• **Aim**: The answer is the line with "of the stone" and every line after it to the end of the listing, retyped exactly. Pictures do not belong in it.

[Object point labels]

========

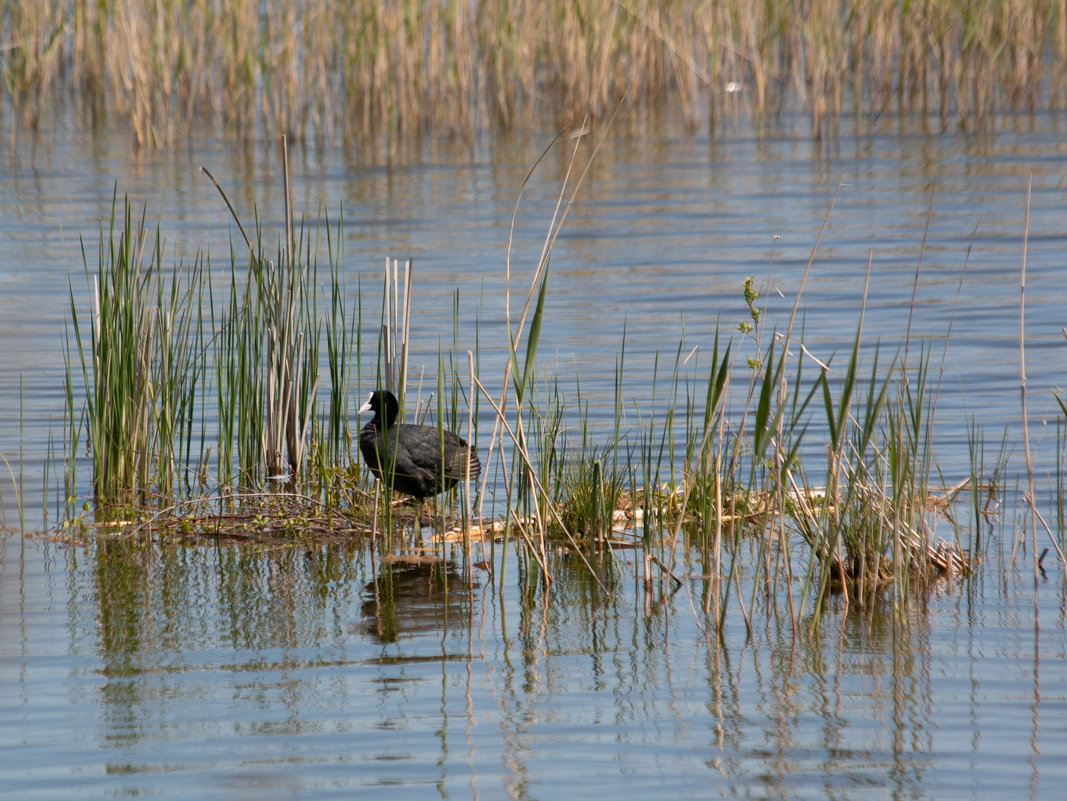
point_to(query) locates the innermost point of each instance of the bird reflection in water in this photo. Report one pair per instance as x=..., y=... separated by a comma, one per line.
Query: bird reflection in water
x=414, y=597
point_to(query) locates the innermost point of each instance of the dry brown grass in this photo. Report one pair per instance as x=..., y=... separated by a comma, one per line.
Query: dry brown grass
x=336, y=70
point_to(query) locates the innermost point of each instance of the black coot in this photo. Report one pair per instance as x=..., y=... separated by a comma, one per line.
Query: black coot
x=425, y=460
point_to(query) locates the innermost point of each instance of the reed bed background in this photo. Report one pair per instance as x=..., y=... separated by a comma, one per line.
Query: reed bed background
x=770, y=479
x=345, y=71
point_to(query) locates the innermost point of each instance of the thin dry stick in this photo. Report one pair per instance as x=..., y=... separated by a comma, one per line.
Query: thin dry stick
x=1022, y=396
x=539, y=487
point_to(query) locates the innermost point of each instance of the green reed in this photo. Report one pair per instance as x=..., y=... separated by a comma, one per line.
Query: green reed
x=178, y=389
x=327, y=69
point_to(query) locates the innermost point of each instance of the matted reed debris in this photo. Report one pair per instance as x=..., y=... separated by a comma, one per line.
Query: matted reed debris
x=190, y=401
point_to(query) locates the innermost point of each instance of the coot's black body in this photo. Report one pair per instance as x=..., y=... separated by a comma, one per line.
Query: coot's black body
x=425, y=460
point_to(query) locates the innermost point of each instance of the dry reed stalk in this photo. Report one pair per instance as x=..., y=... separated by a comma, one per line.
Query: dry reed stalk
x=370, y=68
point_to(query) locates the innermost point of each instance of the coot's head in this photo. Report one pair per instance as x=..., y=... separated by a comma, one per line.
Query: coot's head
x=383, y=403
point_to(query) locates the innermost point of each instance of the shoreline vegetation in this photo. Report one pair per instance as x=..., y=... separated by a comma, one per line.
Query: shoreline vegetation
x=345, y=73
x=771, y=479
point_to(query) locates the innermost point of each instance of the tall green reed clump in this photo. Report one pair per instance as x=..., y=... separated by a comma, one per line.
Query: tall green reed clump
x=142, y=366
x=163, y=374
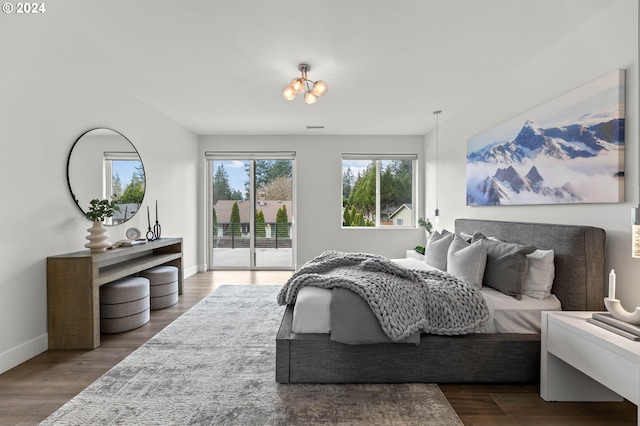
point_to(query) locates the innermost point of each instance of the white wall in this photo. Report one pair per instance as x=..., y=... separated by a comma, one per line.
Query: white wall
x=46, y=102
x=606, y=43
x=319, y=190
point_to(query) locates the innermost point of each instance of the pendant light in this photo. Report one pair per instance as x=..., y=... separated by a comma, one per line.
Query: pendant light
x=437, y=212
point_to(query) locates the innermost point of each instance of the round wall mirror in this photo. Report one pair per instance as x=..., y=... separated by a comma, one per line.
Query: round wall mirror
x=104, y=164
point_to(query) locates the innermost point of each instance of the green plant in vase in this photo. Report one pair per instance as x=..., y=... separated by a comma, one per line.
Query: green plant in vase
x=98, y=211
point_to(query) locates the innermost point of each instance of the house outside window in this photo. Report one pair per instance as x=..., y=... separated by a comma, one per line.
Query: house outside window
x=378, y=190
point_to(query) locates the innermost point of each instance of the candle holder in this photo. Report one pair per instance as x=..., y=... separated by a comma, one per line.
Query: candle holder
x=617, y=311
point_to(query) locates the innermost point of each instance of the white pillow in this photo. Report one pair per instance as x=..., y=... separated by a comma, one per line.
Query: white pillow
x=435, y=254
x=539, y=278
x=467, y=261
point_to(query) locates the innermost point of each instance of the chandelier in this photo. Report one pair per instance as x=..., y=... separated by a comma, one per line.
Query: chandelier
x=313, y=89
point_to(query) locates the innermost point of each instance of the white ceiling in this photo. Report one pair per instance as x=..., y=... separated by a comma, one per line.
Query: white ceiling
x=218, y=67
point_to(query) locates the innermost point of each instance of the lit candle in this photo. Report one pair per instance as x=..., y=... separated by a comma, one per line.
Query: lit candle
x=612, y=284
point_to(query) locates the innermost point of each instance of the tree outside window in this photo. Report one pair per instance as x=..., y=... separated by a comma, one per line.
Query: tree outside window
x=378, y=192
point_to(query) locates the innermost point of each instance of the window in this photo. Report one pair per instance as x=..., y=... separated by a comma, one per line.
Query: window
x=124, y=183
x=378, y=190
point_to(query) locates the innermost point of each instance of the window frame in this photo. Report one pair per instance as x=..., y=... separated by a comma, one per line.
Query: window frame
x=379, y=158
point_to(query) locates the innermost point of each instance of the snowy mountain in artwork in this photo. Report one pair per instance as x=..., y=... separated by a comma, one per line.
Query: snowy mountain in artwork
x=568, y=164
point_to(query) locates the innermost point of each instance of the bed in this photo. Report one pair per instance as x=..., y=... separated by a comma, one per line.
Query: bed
x=579, y=284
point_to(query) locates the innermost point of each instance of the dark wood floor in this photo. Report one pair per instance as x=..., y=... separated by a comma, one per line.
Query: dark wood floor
x=33, y=390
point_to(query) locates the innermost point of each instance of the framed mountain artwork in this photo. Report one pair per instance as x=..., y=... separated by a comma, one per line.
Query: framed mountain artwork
x=569, y=150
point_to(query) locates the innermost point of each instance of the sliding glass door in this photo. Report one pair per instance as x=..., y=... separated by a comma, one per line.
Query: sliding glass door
x=251, y=225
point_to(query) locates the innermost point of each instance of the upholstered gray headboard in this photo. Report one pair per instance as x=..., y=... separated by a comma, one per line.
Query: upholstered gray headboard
x=578, y=256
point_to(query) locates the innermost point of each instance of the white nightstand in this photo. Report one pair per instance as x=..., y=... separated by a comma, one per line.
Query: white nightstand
x=414, y=254
x=583, y=362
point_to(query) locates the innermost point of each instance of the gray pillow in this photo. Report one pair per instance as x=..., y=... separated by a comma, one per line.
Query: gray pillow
x=506, y=265
x=435, y=254
x=467, y=261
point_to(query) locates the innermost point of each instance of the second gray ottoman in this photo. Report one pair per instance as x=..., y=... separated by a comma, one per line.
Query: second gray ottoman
x=163, y=281
x=124, y=304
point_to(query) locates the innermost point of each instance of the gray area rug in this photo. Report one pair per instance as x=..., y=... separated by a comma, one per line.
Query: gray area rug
x=215, y=365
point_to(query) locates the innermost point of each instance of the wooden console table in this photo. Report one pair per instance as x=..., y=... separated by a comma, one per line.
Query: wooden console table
x=74, y=280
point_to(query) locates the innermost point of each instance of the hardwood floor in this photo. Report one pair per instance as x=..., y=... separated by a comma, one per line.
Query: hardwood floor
x=33, y=390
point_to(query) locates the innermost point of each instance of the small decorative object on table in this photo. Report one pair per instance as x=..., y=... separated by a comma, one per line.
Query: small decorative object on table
x=613, y=305
x=618, y=320
x=98, y=211
x=153, y=234
x=133, y=234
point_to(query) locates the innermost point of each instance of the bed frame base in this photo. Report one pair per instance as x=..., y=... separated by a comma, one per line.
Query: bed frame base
x=479, y=358
x=474, y=358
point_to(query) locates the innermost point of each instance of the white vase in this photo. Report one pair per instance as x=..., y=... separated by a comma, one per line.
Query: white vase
x=98, y=238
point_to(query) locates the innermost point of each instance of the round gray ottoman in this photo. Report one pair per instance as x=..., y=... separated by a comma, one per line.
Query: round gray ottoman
x=163, y=281
x=124, y=304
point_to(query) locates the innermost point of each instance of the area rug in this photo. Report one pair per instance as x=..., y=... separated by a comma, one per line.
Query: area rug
x=215, y=365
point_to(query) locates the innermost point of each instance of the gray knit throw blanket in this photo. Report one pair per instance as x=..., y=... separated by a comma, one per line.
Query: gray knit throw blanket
x=404, y=300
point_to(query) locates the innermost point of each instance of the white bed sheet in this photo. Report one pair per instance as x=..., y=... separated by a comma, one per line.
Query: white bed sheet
x=311, y=312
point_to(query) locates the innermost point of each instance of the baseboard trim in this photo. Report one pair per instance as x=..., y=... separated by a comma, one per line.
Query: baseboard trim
x=23, y=352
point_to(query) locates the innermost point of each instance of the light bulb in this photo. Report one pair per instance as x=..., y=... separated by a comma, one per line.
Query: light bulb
x=298, y=85
x=289, y=93
x=310, y=98
x=319, y=88
x=635, y=241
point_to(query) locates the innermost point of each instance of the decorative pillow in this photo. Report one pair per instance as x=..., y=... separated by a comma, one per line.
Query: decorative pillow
x=539, y=278
x=467, y=261
x=506, y=265
x=435, y=254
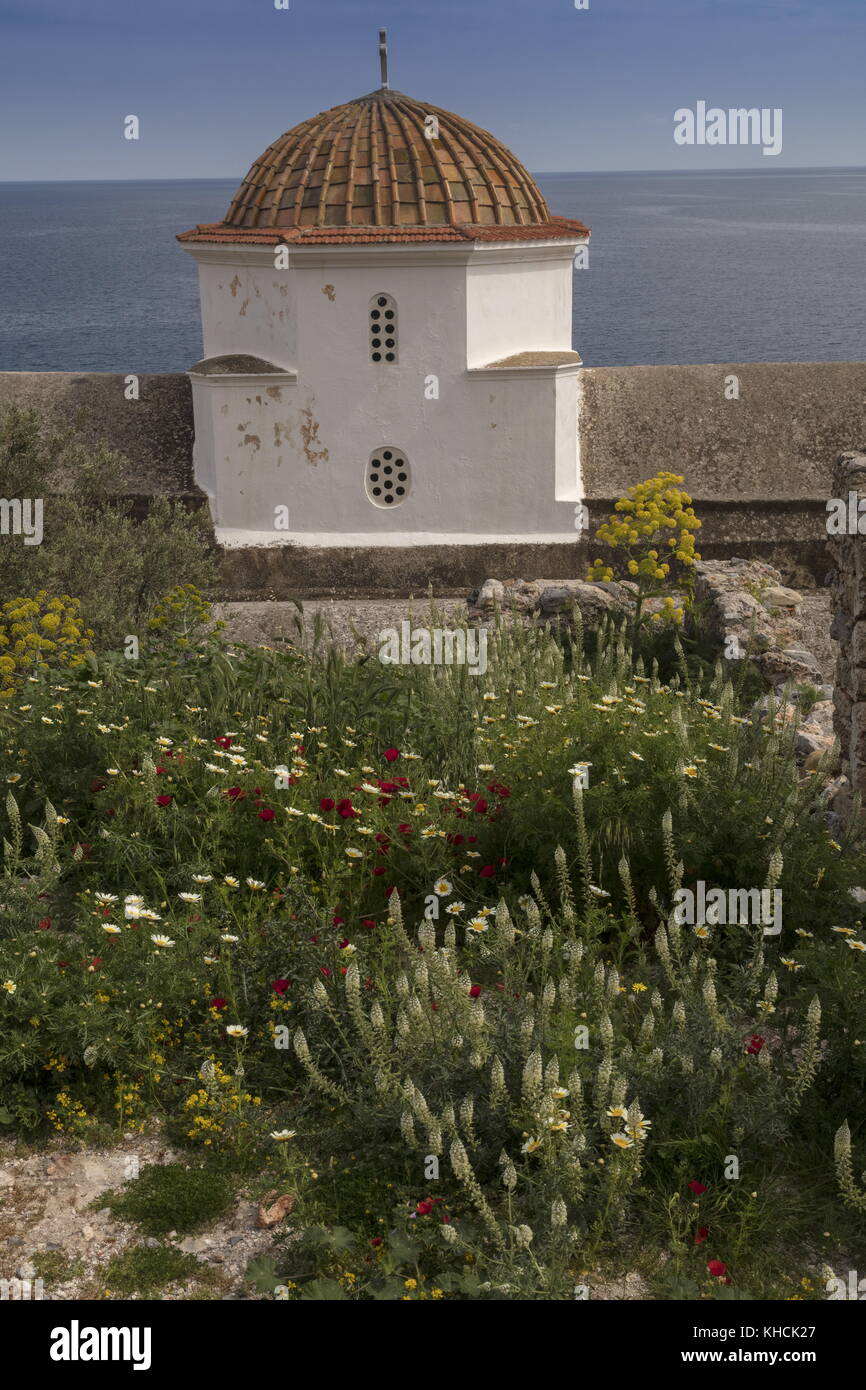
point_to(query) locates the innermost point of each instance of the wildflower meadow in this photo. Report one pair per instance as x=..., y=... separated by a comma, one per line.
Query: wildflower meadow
x=403, y=941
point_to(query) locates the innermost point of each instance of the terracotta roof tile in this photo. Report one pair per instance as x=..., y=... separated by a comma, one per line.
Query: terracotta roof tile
x=367, y=171
x=556, y=228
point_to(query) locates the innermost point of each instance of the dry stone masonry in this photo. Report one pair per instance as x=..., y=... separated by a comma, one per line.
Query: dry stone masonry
x=848, y=555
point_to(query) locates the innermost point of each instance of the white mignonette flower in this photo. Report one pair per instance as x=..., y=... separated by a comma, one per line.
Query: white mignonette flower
x=509, y=1173
x=459, y=1161
x=533, y=1077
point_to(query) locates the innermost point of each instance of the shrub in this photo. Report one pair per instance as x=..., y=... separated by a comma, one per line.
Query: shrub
x=39, y=634
x=171, y=1197
x=652, y=534
x=92, y=545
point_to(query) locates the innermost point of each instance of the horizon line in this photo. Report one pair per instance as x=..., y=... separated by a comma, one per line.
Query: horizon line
x=227, y=178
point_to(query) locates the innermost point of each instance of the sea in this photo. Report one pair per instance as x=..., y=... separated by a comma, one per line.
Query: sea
x=688, y=267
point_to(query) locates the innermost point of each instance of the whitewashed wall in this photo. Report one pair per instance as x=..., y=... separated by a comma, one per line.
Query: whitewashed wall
x=495, y=455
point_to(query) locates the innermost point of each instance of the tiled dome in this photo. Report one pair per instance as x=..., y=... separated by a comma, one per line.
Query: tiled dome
x=370, y=164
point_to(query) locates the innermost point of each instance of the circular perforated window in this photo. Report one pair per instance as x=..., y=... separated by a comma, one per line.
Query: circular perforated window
x=388, y=477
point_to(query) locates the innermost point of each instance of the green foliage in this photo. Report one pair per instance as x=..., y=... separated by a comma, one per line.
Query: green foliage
x=331, y=920
x=171, y=1197
x=92, y=545
x=146, y=1271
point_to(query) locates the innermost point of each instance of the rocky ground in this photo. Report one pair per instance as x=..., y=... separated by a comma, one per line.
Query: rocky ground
x=52, y=1225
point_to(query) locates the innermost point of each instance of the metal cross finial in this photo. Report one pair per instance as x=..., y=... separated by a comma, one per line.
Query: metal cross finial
x=384, y=56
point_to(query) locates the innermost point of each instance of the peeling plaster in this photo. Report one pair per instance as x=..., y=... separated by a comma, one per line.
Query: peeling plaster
x=309, y=432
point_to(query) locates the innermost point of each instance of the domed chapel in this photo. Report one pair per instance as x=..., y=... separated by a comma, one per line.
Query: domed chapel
x=387, y=325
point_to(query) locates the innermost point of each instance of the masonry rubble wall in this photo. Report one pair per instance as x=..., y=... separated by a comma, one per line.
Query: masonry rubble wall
x=755, y=464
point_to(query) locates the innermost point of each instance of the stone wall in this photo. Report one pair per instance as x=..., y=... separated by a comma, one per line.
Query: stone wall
x=756, y=467
x=848, y=553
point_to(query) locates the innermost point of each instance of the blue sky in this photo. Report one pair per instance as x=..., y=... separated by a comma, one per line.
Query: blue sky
x=214, y=81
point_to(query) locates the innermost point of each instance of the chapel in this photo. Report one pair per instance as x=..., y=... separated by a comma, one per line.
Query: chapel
x=388, y=341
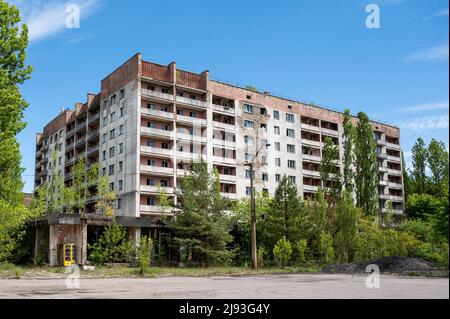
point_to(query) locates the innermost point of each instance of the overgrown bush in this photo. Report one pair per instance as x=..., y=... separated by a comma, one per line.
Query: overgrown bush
x=112, y=246
x=282, y=252
x=144, y=253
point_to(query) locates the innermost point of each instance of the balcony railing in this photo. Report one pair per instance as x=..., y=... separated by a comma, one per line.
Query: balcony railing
x=185, y=100
x=156, y=151
x=156, y=94
x=191, y=120
x=157, y=113
x=157, y=132
x=155, y=189
x=224, y=109
x=157, y=169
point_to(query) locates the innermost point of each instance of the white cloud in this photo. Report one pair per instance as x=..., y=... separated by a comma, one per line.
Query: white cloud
x=435, y=54
x=427, y=107
x=425, y=123
x=45, y=18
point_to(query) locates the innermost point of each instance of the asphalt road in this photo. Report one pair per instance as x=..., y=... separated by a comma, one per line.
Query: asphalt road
x=267, y=286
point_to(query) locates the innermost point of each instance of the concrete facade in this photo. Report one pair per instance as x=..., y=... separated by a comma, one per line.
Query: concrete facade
x=149, y=121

========

• **Full response**:
point_to(query) locates the innermost point of each instance of the stone wall in this photo. Report one pair per instance as x=..., y=... separated by a comma, one per line.
Query: stone wall
x=756, y=467
x=848, y=553
point_to(query) locates the innermost point of each instance of the blue sky in this photo. Report one pair per instance as x=..., y=... separated by a comma, one per line.
Query: blue sky
x=214, y=81
point_to(query) locates the innermost point of each instance of the chapel in this photo. Report one pair per instance as x=..., y=... separated by a comma, one per line.
Query: chapel
x=388, y=341
point_to(query) locates the innermost point of each instance of the overgrown bush in this photo. Report one pair per instance as x=..., y=... separated by a comma, one per line.
Query: overgrown bush
x=112, y=246
x=282, y=252
x=144, y=253
point_to(query) locates the innermost point of each instance of the balcony railing in this photo. Report one pair per instance as x=..., y=... separated by a comma, one per line.
Query: balcony railing
x=185, y=100
x=156, y=151
x=156, y=94
x=191, y=120
x=157, y=113
x=157, y=132
x=155, y=189
x=224, y=109
x=157, y=169
point_to(query) locates the innermost point of each instance of the white cloud in this photo. Report one pair per instance as x=..., y=... separated by a comma, one per line.
Query: white cloud
x=435, y=54
x=427, y=107
x=425, y=123
x=45, y=18
point_to(query) locates the innermost point of each instance of the asphalt road in this photo. Report one pair per instance as x=..., y=... separated by a comma, one per line.
Query: asphalt road
x=267, y=286
point_to(query) locates the innermost point of each instance of the concrete facade in this photo. Report one pair per instance as x=..., y=... separated by a comma, one per line.
Query: concrete facade
x=149, y=121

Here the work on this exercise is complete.